When you’re considering where you can create more social impact in the office, the bathroom may not cross your mind. But Amplify Goods is here to help you see the potential in your loos. 

They create sustainable hygiene products of the highest quality, working with distributors to get their soap into bathrooms up and down the UK and Ireland. And they’re shaking up the white, male-dominated cleaning industry while they’re at it. 

Eco values are embedded through every inch of the business. As you’d expect, this shows up in the ingredients and packaging. But beyond that, the Amplify Goods’ model commits to supporting the mental health and wellbeing of quiet changemakers. These are unsung heroes on the ground in UK communities putting their all into climate-related projects and at risk of burnout. 

The risk of burnout in social impact jobs is something all too familiar to founder duo Pasha Michaelsen and Camilla Marcus-Dew. In this chat with Pasha, we discover how their own work backgrounds inspired them to build a people-first, collaborative biz that’s good for their own and others’ mental health. There’s heaps of inspiration for doing business more thoughtfully and amplifying social impact through procurement in their story.

 

Take us back to the beginning of Amplify Goods. What inspired you to start a social enterprise and what problem were you trying to solve?

I met my business partner, Camilla Marcus-Dew, back in 2015. We were both doing On Purpose – it’s kind of like a social enterprise MBA programme. During that time, we were like ‘we’re going to work together one day’. That was the seed. 

Camilla went to work in a social enterprise creating employment for blind people, making soap and other hygiene products. I was running operations for a charity that worked with unaccompanied asylum-seeking young people and I’m also on the board of another organisation working with migrants to the UK. 

Many things collided together during Covid. Camilla’s organisation ended up going into administration, leaving hundreds of disabled people out of work. She was tirelessly campaigning for those who had been wronged and hadn’t been paid their furlough money. It was such a mess and she got very ill. 

Similarly, during Covid and Black Lives Matter, I was suddenly working with young people who found themselves not in school. And for the first time in their lives, a lot of these black and brown young men were also like, what is this racism thing? They were coming from countries where there are majority black and brown people, but here they were a minority. So all of this was coming together and I burnt out. 

While we were both recovering from burning out, Camilla and I decided we should work together. Camilla knew this product, this market. She always felt the product could be better, with even less chemicals in. And there was definitely a gap there for a social enterprise to come into, because before her previous company went under, they had been selling products in places like John Lewis and Fortnum and Masons. So companies had already demonstrated that they would like to be able to do better procurement where possible.

Since we had both experienced burnout, we wanted to address this issue with our social impact. When you’re working on social issues day after day, that’s exhausting. We need people to work in areas of climate change – it’s the defining issue of our time. There’s nothing it won’t affect. It’s the line that runs through every story, every risk, every opportunity. So we wanted to put money into supporting the personal wellbeing of people who work in communities in the UK specifically, on issues related to climate change.

_DATA EXTRACTS:_
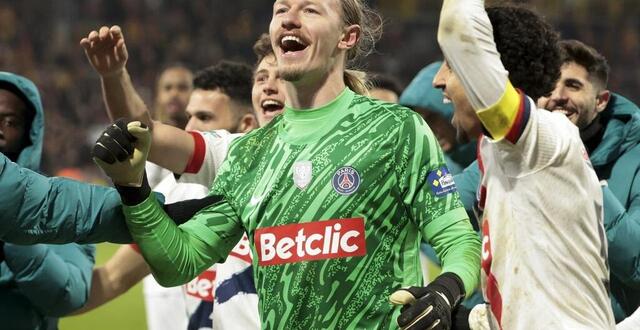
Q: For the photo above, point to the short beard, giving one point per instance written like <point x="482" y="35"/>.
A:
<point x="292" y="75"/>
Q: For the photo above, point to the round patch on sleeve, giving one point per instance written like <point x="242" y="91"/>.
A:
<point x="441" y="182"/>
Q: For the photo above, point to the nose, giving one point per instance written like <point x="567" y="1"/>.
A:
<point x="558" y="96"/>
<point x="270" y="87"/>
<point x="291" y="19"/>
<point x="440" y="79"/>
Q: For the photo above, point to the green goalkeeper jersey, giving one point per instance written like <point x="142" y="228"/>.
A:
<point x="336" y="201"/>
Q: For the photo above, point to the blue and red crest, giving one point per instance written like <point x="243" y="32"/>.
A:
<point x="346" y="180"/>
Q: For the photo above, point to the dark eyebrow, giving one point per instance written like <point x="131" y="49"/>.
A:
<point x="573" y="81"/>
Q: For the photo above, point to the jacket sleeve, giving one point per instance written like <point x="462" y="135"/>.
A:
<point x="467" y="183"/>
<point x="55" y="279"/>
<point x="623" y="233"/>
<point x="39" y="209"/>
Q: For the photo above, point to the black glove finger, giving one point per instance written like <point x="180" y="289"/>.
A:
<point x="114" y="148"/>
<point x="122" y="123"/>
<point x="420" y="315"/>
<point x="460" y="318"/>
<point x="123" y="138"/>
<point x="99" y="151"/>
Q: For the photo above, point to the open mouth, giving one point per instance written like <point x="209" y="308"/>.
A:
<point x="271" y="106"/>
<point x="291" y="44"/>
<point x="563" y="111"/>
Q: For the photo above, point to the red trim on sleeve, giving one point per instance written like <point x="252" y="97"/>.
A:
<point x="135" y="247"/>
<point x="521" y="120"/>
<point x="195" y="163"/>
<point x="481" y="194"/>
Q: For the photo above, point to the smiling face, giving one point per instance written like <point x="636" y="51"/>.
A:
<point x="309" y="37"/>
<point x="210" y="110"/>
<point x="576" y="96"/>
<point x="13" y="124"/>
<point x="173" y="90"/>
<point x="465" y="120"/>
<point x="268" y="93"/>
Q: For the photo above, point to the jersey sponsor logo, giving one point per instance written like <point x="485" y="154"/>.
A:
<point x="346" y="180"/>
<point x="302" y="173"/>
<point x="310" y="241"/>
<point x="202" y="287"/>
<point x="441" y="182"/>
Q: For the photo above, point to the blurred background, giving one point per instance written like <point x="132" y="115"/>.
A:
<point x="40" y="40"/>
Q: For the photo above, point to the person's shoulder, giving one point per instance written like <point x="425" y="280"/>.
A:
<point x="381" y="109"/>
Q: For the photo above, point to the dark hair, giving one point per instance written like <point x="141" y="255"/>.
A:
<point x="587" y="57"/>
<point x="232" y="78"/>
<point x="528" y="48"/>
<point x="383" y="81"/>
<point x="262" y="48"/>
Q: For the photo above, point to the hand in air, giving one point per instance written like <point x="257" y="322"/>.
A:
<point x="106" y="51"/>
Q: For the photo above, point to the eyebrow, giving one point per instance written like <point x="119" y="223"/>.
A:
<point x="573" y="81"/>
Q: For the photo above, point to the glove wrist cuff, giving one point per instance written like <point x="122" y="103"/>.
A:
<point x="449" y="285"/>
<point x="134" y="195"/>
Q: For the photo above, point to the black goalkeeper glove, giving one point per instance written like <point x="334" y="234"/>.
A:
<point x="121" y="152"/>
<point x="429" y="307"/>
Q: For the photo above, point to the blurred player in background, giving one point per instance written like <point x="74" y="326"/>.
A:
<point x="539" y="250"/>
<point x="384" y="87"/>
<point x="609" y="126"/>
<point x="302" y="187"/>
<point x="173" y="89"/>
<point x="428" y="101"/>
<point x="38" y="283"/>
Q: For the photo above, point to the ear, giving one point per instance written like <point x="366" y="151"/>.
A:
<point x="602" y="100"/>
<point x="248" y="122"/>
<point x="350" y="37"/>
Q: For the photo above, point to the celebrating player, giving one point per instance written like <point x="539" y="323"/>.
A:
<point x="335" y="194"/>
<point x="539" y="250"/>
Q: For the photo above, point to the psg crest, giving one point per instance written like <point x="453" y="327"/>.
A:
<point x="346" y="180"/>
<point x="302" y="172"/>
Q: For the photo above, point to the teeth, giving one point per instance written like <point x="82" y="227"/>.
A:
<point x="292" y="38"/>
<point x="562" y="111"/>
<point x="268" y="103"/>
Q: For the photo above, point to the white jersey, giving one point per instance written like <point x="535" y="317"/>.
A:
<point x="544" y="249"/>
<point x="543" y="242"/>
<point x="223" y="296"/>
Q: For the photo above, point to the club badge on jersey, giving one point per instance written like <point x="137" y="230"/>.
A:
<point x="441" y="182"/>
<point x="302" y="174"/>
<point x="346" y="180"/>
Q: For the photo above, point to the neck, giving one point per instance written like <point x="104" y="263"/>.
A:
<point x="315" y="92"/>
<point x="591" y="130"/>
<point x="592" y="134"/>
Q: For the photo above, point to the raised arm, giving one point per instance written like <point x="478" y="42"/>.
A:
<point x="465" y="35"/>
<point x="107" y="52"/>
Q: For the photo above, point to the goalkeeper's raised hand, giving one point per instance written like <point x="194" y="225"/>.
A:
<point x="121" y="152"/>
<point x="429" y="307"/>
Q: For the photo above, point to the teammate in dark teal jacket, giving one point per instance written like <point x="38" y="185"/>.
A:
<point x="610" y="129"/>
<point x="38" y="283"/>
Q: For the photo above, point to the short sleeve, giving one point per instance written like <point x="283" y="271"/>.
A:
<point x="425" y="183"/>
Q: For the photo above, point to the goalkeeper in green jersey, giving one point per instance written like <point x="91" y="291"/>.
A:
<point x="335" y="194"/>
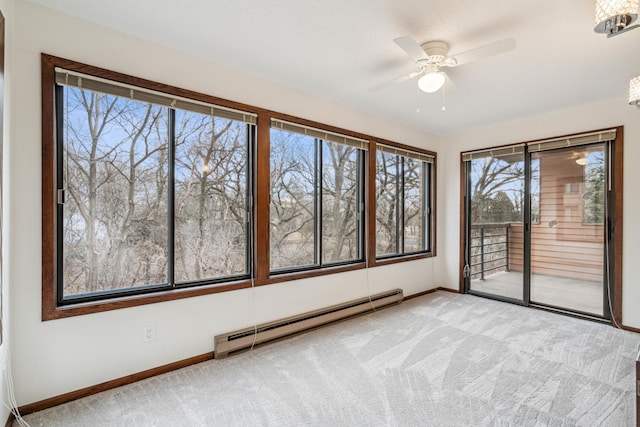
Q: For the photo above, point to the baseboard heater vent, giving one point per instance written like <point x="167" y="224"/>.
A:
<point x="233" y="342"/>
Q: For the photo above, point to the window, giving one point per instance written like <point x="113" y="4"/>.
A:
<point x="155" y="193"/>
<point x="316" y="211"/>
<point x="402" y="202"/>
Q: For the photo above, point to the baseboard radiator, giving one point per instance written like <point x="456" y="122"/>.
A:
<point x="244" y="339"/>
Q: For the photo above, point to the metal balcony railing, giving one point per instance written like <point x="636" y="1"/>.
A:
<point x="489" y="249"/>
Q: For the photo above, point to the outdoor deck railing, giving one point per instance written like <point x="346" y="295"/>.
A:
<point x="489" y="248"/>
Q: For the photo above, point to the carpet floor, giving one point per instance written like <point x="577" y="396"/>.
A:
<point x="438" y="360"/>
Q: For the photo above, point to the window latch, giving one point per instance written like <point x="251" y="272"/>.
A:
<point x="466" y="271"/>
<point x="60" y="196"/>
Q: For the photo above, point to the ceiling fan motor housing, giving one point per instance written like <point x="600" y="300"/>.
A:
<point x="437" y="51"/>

_WORK TO COMPLETE:_
Answer from the Amplify Goods interview:
(a) In which two places do distributors get the company's soap into bathrooms?
(b) In what year did Pasha Michaelsen meet Camilla Marcus-Dew?
(c) What happened to Camilla's organisation during Covid?

_SOLUTION FOR THIS TASK:_
(a) The UK and Ireland.
(b) 2015.
(c) It went into administration, leaving hundreds of disabled people out of work.